PAGE TEXT Block Start
Three weeks after moving to Phase 2 of Governor Jay Inslee’s “Safe Start” COVID-19 recovery plan, Jefferson County is now eligible to apply for Phase 3.
The Jefferson County Board of Health will meet to discuss the move to Phase 3 at 2:30 p.m. Thursday, June 18. The board will make a recommendation to move to the next phase, and outline which businesses can reopen. This will be followed by a special meeting of the Board of Commissioners at 1 p.m. on Friday,
June 19 to approve or reject the Board of Health’s recommendation.
Phase 3 allows gatherings of 50 or fewer people, including sporting events; non-essential travel; restaurants at 75 percent capacity with a table size of 10 or fewer; bars at 25 percent capacity; gyms and movie theaters at 50 percent capacity. Retail, libraries, museums, and government buildings can open. Pools and recreation centers can open at 50 percent capacity and camping would also open.
High-risk populations — those who are immunocompromised or older than 65 — should continue to stay home, even in Phase 3.
Public Health Officer Tom Locke recommended the county move forward with a full Phase 3 variance application without restrictions.
PAGE TEXT Block End
[PARTS OF THE EXERCISE]
(a) According to the Phase 3 article, when will the Jefferson County Board of Health meet to discuss the move to Phase 3?
(b) Copy the part of the Phase 3 article that opens with the words containing "The Jefferson County" and closes with "in Phase 3.".
(c) List every type of venue that the Phase 3 article says may operate at 50 percent capacity under Phase 3.
The entries that follow have no connection to the Phase 3 article.
DATASET CONTENT Block Start
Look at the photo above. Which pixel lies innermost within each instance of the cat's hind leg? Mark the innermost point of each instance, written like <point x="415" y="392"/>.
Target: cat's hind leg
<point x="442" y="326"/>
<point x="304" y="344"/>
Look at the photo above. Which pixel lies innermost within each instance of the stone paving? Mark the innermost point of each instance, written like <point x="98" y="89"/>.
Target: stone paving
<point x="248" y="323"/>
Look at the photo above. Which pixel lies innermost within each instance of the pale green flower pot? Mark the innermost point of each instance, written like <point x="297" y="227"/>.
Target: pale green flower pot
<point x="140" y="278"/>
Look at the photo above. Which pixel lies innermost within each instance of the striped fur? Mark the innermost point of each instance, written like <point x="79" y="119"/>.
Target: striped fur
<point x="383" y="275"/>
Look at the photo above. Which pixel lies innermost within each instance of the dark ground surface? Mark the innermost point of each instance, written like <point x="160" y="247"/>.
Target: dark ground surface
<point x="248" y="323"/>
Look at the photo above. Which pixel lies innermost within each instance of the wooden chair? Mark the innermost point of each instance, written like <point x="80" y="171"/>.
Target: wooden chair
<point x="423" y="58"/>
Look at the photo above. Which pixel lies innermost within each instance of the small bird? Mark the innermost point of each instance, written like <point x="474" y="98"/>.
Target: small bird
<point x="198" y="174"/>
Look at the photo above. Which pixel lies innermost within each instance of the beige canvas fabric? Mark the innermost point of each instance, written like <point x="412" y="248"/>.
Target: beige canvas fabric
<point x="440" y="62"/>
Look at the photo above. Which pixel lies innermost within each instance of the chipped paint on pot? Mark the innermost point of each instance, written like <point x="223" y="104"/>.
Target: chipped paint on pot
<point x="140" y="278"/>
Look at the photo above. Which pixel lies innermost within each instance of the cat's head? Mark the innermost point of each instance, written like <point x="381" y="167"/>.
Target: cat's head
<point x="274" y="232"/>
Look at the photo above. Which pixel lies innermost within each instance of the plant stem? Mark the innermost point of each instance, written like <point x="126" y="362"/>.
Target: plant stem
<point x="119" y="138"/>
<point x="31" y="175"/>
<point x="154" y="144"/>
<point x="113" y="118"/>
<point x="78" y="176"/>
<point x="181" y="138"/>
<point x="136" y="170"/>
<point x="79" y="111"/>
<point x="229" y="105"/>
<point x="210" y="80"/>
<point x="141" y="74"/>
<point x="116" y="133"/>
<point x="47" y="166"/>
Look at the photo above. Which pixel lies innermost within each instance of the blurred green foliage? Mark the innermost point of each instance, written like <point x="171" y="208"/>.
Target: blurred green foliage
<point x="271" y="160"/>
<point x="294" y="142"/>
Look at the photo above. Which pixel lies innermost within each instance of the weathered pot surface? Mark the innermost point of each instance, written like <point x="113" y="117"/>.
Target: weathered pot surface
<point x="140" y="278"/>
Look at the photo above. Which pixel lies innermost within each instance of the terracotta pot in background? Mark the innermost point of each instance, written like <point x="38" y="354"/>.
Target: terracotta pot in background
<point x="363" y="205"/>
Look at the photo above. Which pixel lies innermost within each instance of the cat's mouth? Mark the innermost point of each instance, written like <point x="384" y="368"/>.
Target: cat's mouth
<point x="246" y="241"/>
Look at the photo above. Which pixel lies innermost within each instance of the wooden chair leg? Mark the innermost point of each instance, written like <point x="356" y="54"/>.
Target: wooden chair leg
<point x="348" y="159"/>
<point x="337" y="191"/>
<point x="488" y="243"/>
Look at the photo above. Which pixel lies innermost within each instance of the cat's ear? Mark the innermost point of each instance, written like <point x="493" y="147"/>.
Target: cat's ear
DATASET CONTENT Block End
[SOLVED PROBLEMS]
(a) At 2:30 p.m. Thursday, June 18.

(b)
The Jefferson County Board of Health will meet to discuss the move to Phase 3 at 2:30 p.m. Thursday, June 18. The board will make a recommendation to move to the next phase, and outline which businesses can reopen. This will be followed by a special meeting of the Board of Commissioners at 1 p.m. on Friday,
June 19 to approve or reject the Board of Health’s recommendation.
Phase 3 allows gatherings of 50 or fewer people, including sporting events; non-essential travel; restaurants at 75 percent capacity with a table size of 10 or fewer; bars at 25 percent capacity; gyms and movie theaters at 50 percent capacity. Retail, libraries, museums, and government buildings can open. Pools and recreation centers can open at 50 percent capacity and camping would also open.
High-risk populations — those who are immunocompromised or older than 65 — should continue to stay home, even in Phase 3.

(c) Gyms, movie theaters, pools, and recreation centers.